WHAT IS EXPECTED:
Retype exactly the lines that run from the line with "sample: [584, 129]." to the final line of the entries, keeping both ends and nothing else.

[Object location annotation data]
------------------------------------------------
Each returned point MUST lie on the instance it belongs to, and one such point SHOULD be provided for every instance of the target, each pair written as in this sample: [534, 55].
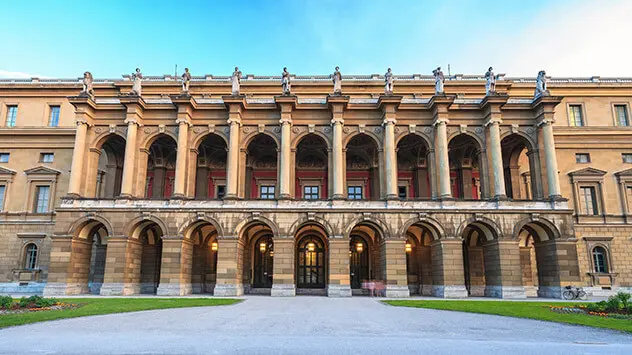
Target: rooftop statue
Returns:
[137, 77]
[388, 82]
[336, 77]
[490, 86]
[285, 82]
[186, 80]
[236, 80]
[439, 79]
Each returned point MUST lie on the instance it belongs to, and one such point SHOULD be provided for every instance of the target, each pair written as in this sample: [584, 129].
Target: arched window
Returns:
[30, 260]
[600, 260]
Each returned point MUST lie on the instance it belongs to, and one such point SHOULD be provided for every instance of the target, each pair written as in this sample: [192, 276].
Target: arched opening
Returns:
[261, 168]
[312, 259]
[311, 179]
[210, 177]
[465, 167]
[161, 170]
[110, 168]
[363, 172]
[204, 264]
[258, 258]
[412, 168]
[521, 168]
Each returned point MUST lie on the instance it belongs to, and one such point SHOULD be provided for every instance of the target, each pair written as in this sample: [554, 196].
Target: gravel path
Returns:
[314, 325]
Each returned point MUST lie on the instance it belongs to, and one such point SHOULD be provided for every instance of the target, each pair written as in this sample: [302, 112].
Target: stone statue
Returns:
[540, 85]
[87, 84]
[336, 77]
[439, 79]
[236, 80]
[285, 82]
[388, 82]
[490, 86]
[138, 80]
[186, 80]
------------------------------------------------
THE COMPLETED TASK:
Each returned point MUST lie on the instance it belongs to, and one such point SHOULD be provided for every instance of the target, each pair written as in this sample: [584, 129].
Target: arched window
Returns:
[30, 260]
[600, 260]
Each returned point MUST lie on the instance it belongs to, and one such point SHOULD be provided for every instance of the target, each pair written as in this sample: [192, 276].
Target: arched opening
Returns:
[261, 168]
[312, 259]
[311, 179]
[210, 177]
[465, 167]
[161, 170]
[110, 168]
[363, 172]
[204, 264]
[258, 258]
[412, 168]
[521, 168]
Each returned point MUST lie on the instance it belongs to, and one such point SHOULD be provided for every instance of the target, each pair written as in this sample: [554, 196].
Target: gravel path
Returns:
[314, 325]
Each returned point MUST lie on the instance it belongs to, and one such point SHOULD be provided for every instance of the target, each pair written as in this sample: [302, 112].
Target: stone statue
Returns:
[540, 85]
[87, 84]
[336, 77]
[439, 79]
[236, 80]
[285, 82]
[388, 82]
[490, 86]
[138, 80]
[186, 80]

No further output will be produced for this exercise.